#### What you will do:
Update the lines from the first one through the line with "x=493 y=100" by changing "Target" to "Query", and leave the rest of them unchanged.

(Items from a dataset)
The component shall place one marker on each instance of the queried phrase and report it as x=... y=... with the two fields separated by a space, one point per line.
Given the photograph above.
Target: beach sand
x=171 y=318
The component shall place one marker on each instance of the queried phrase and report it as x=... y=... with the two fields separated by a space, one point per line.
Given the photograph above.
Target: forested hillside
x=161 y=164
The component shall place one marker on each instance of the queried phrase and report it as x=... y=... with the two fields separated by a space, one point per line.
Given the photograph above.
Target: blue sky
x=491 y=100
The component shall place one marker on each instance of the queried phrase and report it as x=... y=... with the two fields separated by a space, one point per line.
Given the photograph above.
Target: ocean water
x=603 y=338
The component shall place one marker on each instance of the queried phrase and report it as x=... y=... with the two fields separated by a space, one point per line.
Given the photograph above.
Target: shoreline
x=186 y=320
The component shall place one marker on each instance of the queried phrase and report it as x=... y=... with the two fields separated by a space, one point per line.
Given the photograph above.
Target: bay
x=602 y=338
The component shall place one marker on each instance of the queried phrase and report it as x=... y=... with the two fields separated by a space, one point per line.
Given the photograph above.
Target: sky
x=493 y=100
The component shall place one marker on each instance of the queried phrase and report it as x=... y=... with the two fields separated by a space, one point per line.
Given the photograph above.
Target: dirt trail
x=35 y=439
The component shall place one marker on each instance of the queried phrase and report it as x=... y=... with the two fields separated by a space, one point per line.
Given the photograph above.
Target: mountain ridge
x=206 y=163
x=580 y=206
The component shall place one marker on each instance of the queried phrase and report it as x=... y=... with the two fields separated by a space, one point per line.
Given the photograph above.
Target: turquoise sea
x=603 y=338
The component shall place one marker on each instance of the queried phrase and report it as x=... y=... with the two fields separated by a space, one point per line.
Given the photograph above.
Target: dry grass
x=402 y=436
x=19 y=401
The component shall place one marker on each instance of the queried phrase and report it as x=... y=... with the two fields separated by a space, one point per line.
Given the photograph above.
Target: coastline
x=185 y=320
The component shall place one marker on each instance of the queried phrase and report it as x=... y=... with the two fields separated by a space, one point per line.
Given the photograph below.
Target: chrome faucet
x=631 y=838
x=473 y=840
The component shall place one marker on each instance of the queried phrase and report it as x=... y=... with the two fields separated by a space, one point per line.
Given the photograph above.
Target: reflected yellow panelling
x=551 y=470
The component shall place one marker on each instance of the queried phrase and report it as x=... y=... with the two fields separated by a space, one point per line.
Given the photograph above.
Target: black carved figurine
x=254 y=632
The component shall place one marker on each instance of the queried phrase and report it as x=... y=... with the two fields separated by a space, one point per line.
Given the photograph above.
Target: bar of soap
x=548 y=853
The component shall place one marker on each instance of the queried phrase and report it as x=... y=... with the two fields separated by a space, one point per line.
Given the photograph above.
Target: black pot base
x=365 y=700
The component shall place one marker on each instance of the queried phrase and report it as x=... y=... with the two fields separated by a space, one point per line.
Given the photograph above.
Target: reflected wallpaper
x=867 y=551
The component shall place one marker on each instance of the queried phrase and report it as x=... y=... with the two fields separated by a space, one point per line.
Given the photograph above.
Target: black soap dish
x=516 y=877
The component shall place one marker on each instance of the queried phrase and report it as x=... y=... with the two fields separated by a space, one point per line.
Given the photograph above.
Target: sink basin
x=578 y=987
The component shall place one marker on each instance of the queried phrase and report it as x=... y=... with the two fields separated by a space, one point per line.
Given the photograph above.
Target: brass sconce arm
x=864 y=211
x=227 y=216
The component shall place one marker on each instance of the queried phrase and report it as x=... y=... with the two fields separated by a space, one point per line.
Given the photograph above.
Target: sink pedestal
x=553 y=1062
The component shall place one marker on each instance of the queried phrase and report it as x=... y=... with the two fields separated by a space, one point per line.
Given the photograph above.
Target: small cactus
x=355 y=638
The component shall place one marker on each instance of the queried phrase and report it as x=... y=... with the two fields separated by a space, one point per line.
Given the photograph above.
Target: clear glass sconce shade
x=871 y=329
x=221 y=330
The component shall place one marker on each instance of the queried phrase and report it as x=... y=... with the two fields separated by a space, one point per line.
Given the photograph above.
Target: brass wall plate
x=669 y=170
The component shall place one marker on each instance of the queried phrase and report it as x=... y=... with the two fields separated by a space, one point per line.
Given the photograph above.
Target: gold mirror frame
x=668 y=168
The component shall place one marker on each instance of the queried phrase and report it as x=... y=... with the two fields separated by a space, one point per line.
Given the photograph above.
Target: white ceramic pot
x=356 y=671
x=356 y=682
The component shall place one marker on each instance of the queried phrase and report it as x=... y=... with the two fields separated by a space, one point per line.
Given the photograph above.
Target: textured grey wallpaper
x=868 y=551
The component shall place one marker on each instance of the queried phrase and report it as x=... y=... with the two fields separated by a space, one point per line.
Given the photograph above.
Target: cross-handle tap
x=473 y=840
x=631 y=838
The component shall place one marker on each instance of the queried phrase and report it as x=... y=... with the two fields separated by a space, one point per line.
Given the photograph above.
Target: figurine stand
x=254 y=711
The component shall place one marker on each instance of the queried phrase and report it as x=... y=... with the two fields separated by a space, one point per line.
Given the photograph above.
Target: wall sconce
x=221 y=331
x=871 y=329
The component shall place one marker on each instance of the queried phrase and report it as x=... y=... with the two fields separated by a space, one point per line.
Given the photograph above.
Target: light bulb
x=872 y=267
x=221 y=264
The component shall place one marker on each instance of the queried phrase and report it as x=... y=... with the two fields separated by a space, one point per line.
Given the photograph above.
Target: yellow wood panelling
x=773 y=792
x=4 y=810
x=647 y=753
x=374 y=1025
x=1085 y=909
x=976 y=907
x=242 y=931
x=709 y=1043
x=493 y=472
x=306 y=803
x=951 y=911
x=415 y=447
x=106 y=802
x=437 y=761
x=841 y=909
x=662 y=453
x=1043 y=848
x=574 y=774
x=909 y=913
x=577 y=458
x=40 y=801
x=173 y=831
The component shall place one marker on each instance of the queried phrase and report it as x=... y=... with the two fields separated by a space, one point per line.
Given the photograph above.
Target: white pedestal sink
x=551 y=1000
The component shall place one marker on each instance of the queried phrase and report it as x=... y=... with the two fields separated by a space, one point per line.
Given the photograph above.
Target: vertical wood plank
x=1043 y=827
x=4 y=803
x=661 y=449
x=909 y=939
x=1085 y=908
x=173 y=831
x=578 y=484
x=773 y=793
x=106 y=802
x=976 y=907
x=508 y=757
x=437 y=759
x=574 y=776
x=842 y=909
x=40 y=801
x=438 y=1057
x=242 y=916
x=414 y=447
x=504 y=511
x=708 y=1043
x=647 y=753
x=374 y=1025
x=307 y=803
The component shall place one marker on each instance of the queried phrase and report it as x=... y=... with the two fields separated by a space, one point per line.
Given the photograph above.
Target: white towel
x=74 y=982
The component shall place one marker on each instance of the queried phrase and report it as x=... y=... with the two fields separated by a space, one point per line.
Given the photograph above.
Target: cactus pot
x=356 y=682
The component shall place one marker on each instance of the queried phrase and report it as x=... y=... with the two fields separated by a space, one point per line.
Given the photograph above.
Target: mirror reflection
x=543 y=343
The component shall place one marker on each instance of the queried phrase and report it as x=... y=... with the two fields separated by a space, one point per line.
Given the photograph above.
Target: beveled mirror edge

#### Answer to this problem:
The component shall place one marker on each instance of the queried phrase and report it as x=... y=... with the two fields separated by a space, one point per line.
Given the photograph above.
Query: beach sand
x=171 y=318
The component shall place one marker on each instance of the queried phrase and report it as x=... y=... with the two fields separated by a space, one point per line.
Given the photograph above.
Query: forested hillside
x=161 y=164
The component shall place one marker on each instance of the queried phrase and report it as x=... y=... with the two fields separated by a space, one point per line.
Given the photograph above.
Query: blue sky
x=491 y=100
The component shall place one marker on each instance of the queried phrase and report it as x=... y=... with the two fields separated by a space, one point per line.
Given the photograph above.
Query: ocean water
x=603 y=338
The component shall place one marker on each instance of the queried phrase and report it as x=... y=... with the two fields separated by a space, one point per line.
Given the photograph above.
Query: shoreline
x=186 y=320
The component shall place one marker on each instance of the queried phrase and report it as x=... y=... with the two fields separated by a space, one point per line.
Given the photograph above.
Query: bay
x=602 y=338
The component shall place one marker on each instance of the queried phrase and report it as x=... y=... with the two fields separated by a space, one point per line.
Given the photograph above.
Query: sky
x=493 y=100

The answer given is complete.